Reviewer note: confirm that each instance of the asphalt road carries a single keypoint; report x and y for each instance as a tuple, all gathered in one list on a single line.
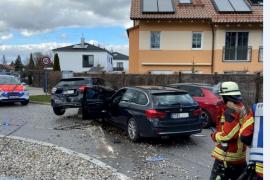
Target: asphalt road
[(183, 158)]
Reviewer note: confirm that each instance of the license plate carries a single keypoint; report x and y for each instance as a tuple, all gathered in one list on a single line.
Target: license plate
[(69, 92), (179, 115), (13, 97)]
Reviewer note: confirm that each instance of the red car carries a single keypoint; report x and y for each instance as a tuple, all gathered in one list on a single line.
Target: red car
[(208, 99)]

#####

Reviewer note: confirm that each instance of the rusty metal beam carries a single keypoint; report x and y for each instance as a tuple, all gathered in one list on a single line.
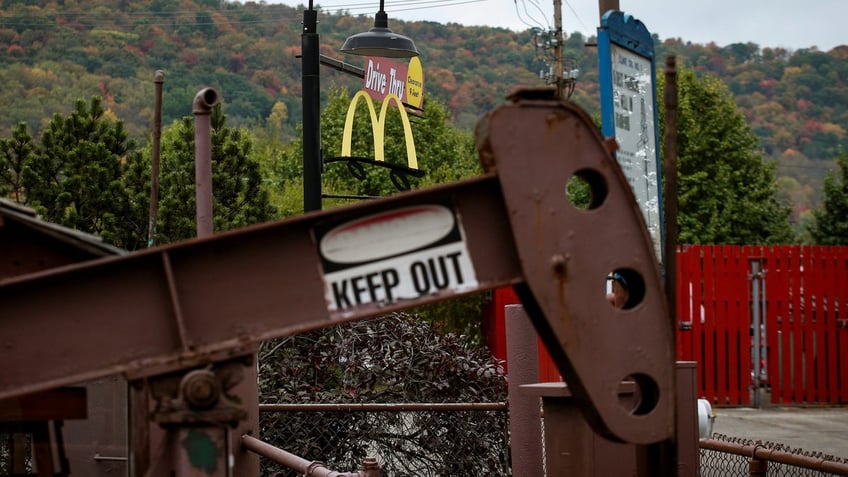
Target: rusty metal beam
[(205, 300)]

#####

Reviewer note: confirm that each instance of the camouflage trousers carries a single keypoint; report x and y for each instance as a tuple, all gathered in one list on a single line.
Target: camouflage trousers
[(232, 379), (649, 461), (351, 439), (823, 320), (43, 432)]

#####

→ What to produce
Report each line in the data that holds the word "gathered".

→ Your solution
Reviewer note: confirm that each instance of the asphalt road carries a single keypoint; report x and y for each instance as a tuple, all gathered in one list on a single line.
Reviewer note: confirm that each instance of the license plate carries a single keypoint; report x and y for each instance as a tuple, all gathered in one list on a single line.
Reviewer note: confirm that each instance of the red car carries a single keypoint; report x and y for each instance as a tuple, all gathered in one list on a single line.
Reviewer note: confirm that each instance of the rusty metal beam carries a single keypoint; report x and y for each instance as a tuple, all gathered in one list on a single line.
Reviewer note: confirm that each instance of the camouflage trousers carries a single keypoint; report x and y for each instance as a tuple, all gathered in one list on a single line.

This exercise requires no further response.